→ WORK TO BE COMPLETED
For the entries below, count the lines containing "segment" and give only that number.

→ DATA SUPPLIED
==*==

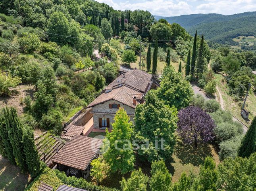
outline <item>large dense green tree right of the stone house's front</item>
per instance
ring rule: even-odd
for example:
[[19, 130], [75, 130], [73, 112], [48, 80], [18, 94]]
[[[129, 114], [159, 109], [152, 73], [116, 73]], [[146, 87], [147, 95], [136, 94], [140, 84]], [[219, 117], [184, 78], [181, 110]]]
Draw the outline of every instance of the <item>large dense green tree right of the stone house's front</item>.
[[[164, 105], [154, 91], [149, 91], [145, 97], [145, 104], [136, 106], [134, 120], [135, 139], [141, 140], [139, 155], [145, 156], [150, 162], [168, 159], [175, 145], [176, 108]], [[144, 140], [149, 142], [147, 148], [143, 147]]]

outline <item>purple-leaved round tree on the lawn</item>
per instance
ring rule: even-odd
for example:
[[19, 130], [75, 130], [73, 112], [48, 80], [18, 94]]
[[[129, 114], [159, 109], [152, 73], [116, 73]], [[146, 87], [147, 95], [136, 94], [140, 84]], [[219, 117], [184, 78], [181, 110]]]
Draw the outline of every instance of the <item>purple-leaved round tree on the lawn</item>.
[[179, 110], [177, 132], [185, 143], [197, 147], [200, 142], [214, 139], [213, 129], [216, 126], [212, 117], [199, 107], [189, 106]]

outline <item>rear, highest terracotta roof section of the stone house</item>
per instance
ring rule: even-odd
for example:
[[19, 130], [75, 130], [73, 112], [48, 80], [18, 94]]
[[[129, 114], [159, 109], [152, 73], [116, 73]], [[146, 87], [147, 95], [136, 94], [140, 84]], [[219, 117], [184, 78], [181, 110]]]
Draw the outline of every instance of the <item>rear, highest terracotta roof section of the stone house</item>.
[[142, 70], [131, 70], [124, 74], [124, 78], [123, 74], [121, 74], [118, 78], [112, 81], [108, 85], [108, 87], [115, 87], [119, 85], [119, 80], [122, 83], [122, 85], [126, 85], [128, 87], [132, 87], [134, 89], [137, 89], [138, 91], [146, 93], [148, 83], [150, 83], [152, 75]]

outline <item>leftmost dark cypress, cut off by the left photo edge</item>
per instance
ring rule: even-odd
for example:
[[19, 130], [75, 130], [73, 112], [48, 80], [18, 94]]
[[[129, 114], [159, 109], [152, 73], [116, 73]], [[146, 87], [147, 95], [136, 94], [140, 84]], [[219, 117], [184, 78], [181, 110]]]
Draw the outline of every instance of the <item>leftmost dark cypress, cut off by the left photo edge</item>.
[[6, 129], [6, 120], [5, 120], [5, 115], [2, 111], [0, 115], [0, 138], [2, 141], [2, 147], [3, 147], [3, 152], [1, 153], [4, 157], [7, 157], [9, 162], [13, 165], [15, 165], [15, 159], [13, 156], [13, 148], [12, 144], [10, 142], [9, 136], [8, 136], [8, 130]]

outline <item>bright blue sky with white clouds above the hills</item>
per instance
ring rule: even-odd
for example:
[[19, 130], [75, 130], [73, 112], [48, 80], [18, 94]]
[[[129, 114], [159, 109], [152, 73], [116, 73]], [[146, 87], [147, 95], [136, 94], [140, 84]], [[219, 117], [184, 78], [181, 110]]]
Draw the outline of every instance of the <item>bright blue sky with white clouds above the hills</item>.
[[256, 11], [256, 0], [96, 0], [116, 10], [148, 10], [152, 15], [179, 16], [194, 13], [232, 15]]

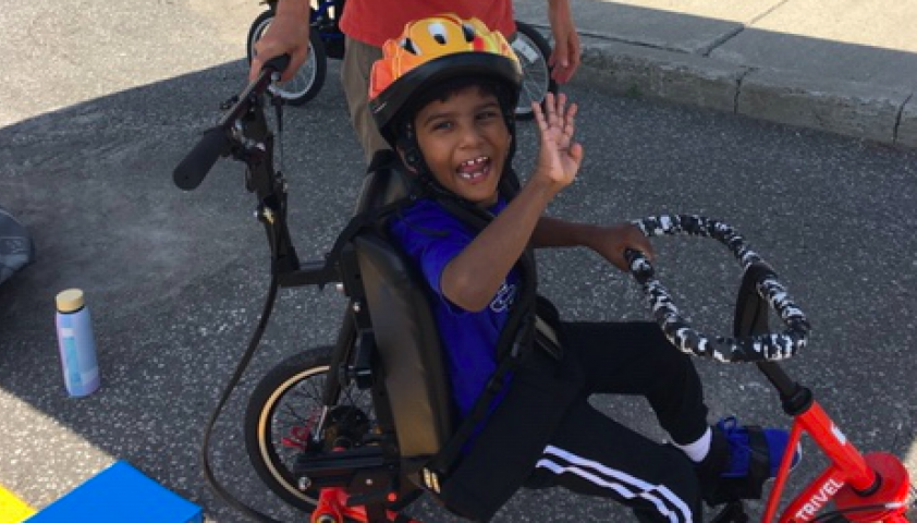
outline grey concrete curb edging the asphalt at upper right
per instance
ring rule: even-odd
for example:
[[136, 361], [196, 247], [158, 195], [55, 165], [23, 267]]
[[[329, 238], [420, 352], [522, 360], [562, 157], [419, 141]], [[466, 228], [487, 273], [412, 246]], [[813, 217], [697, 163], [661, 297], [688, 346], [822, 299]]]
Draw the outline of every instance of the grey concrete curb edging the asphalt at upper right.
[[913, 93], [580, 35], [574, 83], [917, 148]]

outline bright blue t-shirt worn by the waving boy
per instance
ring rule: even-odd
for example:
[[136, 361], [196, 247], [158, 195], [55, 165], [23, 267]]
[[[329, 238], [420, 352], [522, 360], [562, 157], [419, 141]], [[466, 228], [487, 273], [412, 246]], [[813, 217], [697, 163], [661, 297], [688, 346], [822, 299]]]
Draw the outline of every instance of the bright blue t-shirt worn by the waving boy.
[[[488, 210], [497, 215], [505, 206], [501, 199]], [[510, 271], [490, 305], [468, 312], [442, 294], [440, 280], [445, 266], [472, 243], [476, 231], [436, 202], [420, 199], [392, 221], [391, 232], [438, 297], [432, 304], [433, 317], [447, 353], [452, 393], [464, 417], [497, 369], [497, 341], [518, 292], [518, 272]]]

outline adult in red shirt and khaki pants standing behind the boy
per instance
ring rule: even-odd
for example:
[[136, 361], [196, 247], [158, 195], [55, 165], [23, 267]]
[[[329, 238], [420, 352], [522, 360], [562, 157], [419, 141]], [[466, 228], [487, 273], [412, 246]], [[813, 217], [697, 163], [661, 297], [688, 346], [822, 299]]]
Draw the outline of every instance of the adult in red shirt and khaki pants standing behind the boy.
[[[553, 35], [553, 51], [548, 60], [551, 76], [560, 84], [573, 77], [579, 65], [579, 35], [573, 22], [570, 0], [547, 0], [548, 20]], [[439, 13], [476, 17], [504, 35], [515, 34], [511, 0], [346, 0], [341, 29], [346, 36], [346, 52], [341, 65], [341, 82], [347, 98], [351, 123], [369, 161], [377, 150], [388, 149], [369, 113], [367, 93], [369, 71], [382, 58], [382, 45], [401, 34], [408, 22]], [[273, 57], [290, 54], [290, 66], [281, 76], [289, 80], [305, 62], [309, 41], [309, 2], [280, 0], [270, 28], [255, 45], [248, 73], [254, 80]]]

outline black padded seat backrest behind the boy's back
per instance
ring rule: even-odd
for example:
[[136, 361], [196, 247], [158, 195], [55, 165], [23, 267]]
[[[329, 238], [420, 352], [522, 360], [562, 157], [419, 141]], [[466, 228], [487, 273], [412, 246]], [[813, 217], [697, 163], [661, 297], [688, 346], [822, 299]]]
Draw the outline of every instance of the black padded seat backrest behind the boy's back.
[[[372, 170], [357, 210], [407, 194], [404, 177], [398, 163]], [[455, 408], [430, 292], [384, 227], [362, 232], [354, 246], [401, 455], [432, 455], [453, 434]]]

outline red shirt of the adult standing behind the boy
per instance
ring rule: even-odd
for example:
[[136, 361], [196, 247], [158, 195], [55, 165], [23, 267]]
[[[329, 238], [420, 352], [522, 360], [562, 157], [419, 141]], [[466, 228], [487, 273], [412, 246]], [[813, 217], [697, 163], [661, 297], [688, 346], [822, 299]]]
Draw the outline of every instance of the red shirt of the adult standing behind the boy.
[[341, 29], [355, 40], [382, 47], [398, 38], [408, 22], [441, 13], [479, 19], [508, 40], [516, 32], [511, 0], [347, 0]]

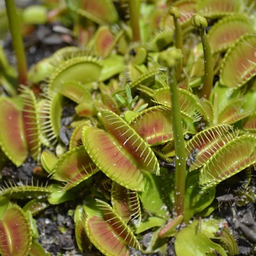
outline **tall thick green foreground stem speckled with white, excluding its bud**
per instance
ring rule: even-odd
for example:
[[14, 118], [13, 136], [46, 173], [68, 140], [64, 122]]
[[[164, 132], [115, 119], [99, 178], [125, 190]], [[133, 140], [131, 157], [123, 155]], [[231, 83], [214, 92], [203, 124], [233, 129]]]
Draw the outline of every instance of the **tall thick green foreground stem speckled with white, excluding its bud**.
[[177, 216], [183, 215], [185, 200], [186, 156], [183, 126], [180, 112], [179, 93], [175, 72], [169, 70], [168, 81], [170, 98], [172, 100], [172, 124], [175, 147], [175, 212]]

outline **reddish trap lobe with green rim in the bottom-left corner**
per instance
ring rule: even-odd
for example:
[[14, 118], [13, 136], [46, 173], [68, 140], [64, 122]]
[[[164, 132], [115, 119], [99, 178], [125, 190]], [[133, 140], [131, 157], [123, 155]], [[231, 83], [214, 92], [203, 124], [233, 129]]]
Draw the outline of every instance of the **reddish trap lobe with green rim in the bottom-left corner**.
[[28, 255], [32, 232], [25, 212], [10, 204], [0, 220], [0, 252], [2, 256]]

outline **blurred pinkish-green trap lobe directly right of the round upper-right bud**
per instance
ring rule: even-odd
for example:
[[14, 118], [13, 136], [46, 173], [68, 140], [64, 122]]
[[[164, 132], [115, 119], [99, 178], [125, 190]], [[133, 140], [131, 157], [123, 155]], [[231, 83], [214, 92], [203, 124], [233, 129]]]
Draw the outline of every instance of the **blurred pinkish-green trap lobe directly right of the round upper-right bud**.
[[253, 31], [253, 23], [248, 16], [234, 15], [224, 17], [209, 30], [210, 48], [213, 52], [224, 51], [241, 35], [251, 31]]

==*==

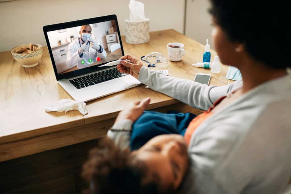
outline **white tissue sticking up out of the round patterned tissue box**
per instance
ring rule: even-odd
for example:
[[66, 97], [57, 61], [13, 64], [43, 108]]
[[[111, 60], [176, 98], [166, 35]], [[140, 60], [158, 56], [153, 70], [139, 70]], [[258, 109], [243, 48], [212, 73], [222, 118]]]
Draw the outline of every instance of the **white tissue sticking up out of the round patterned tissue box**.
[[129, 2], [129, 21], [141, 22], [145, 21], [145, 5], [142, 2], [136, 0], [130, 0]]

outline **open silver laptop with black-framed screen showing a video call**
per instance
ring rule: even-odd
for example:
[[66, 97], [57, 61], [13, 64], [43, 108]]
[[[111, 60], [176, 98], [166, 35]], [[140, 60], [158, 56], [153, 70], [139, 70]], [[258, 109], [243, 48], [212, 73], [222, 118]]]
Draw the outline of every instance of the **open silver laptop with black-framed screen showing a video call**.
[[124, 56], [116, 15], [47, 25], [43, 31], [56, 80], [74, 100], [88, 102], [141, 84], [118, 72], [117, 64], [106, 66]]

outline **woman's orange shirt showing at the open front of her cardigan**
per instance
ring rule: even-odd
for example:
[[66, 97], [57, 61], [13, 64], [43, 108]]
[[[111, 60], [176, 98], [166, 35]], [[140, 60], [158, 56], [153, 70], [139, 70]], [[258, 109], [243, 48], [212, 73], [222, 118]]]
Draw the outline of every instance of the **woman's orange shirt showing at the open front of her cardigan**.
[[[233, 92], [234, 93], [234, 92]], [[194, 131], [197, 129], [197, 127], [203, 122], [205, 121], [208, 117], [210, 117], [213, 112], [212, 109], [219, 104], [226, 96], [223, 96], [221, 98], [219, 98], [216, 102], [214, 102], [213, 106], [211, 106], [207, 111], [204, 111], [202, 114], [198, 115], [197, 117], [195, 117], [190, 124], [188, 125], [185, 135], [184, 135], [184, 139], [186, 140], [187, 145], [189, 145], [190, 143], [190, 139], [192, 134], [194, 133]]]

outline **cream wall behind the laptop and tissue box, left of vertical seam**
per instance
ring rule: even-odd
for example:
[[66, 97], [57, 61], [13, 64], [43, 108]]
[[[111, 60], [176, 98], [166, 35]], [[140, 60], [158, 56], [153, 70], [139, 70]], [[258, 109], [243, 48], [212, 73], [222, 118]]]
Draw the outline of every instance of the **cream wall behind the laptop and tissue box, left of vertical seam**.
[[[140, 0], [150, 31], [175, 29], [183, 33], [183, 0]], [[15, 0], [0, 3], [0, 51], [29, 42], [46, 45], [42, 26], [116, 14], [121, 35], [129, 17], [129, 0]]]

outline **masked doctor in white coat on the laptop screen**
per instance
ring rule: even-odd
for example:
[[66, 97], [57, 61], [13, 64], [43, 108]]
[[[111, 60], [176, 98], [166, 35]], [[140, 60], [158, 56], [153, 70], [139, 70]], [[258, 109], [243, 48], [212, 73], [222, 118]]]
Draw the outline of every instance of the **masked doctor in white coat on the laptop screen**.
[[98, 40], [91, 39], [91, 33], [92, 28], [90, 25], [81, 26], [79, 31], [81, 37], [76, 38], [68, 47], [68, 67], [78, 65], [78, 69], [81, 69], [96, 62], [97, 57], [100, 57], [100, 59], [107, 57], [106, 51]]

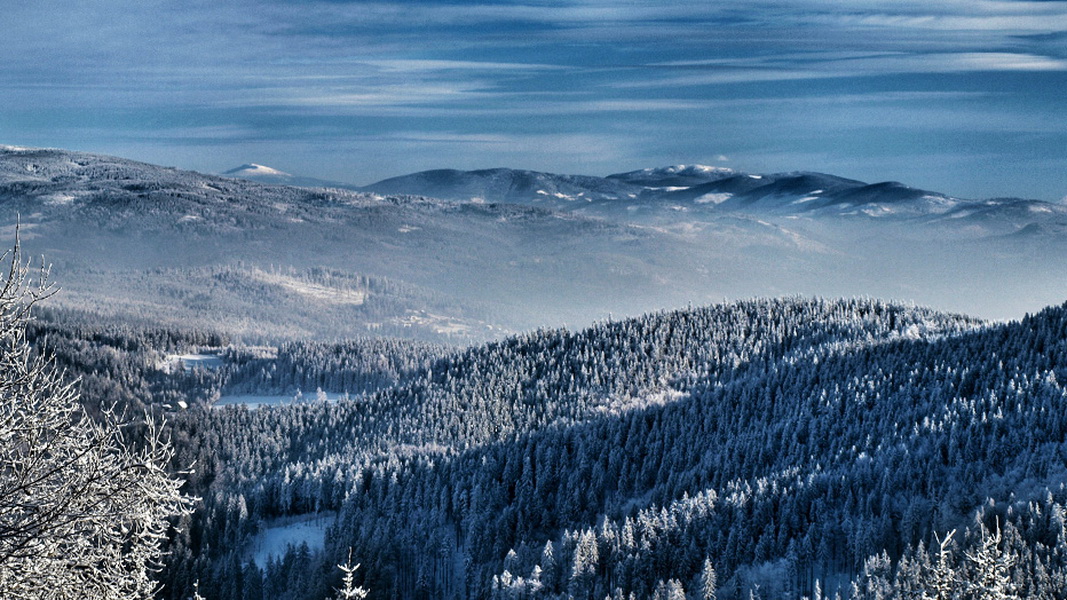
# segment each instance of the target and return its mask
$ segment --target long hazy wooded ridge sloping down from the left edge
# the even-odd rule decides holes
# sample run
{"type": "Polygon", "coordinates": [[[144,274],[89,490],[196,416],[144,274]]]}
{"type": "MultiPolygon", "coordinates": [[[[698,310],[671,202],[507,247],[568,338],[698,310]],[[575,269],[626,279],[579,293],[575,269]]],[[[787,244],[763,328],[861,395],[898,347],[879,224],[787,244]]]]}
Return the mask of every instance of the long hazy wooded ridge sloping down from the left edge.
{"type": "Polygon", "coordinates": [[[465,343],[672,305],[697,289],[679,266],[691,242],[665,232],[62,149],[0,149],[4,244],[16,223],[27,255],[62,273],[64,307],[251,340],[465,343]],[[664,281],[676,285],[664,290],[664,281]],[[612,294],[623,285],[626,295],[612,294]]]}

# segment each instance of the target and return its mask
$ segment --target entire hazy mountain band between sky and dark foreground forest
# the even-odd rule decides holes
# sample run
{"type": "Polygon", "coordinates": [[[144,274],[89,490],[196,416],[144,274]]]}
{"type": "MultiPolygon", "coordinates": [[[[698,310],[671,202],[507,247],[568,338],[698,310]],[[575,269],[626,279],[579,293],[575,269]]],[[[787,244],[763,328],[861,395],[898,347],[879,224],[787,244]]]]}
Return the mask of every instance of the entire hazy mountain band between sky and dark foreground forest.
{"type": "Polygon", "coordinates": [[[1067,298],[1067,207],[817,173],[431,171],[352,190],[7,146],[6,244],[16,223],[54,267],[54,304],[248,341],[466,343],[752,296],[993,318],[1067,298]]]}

==*==

→ REPLY
4